Task requirements:
Scan the records beneath this line for the line holding "Where can the sunlight" and the line holding "Target: ocean water", then transcribe exactly those two and all lines between.

Recorded data:
»»
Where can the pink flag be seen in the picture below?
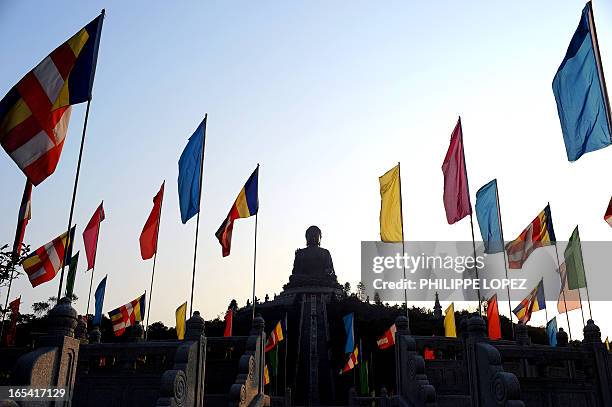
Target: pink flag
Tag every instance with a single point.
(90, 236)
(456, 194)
««
»»
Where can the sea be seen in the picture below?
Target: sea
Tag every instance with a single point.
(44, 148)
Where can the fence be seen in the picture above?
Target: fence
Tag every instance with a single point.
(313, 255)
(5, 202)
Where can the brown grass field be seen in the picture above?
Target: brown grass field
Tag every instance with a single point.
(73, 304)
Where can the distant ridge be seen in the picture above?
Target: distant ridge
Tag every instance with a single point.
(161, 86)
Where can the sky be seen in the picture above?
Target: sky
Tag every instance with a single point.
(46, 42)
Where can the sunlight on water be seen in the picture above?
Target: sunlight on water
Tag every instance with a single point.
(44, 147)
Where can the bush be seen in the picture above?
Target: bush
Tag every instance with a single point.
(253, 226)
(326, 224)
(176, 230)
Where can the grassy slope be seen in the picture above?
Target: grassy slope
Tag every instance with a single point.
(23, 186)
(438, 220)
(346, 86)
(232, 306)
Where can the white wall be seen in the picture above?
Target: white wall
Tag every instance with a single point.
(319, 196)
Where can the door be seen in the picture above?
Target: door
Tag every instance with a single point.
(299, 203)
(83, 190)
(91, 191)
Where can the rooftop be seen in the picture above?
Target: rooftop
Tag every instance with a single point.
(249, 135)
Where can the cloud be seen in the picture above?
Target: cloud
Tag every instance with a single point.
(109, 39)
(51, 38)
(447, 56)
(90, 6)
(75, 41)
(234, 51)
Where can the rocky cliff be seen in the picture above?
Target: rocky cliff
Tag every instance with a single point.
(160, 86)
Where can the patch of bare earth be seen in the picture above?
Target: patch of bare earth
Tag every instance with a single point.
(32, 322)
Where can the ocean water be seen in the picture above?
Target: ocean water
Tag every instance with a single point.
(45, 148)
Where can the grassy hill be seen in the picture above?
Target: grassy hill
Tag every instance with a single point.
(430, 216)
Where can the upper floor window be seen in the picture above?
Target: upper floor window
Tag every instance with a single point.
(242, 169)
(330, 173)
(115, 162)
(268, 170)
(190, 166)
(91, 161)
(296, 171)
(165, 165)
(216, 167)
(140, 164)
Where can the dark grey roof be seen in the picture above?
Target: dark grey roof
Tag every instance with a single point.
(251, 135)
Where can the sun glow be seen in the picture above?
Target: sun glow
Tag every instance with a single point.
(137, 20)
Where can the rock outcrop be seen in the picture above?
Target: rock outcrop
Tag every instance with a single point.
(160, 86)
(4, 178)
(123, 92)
««
»»
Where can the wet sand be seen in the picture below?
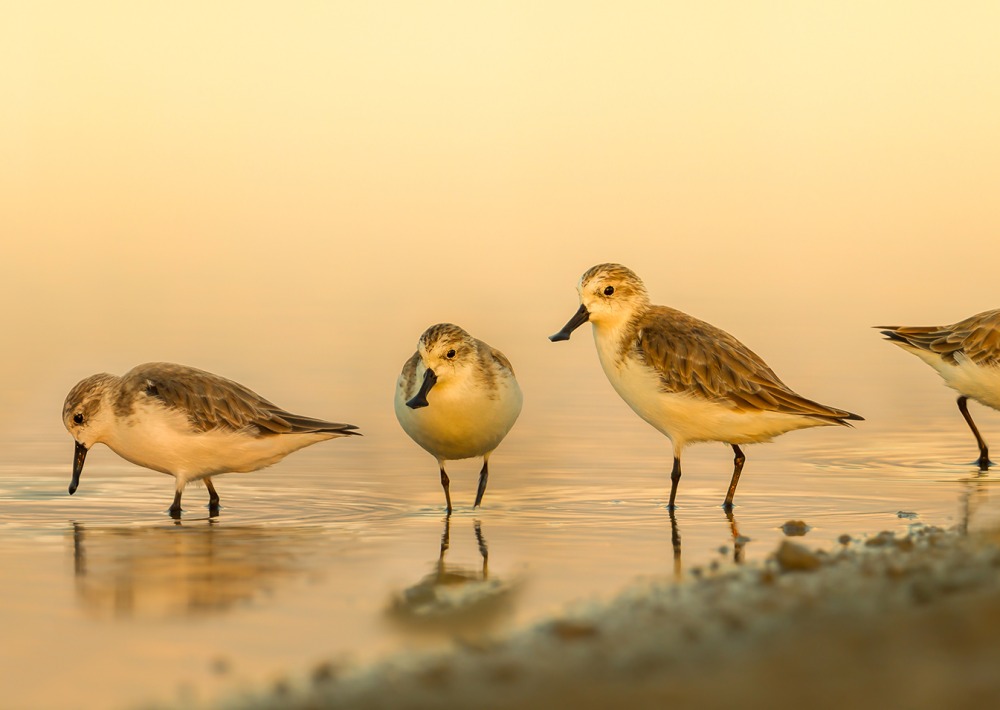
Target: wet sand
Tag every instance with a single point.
««
Result:
Where can the sunlight on water be seen in the picture above?
Target: sunlight on water
Tag every instance with a single point.
(44, 147)
Where can the bush be seen in the picture above?
Target: bush
Tag every instance with a single point.
(253, 226)
(326, 224)
(176, 230)
Where can the grassy slope be seen in the picture above?
Target: grassy slope
Tag every instance with a single point.
(23, 186)
(438, 220)
(346, 86)
(232, 306)
Where can the white wall be seen in the picture above?
Target: white wall
Tag every instance with a single point.
(319, 196)
Where can the door be seen in the picture above?
Target: door
Tag every instance with a single point.
(299, 203)
(83, 190)
(91, 191)
Where can the rooftop be seen in the picture above?
Target: rooftop
Tag every instance with a single point.
(249, 135)
Where can the cloud be seen in the picture above?
Target: cloud
Tag every instance with a single point.
(109, 39)
(51, 38)
(447, 56)
(90, 6)
(75, 41)
(234, 51)
Where can the rocky cliff be seen in the picture above?
Target: rocky cliff
Tag every instance with a single point.
(160, 86)
Where can the patch of bare earth be seen in the picture above?
Target: patch of bare earth
Tag every instance with a single point.
(32, 322)
Where can the ocean water be seen in the picture above?
Target: ocean water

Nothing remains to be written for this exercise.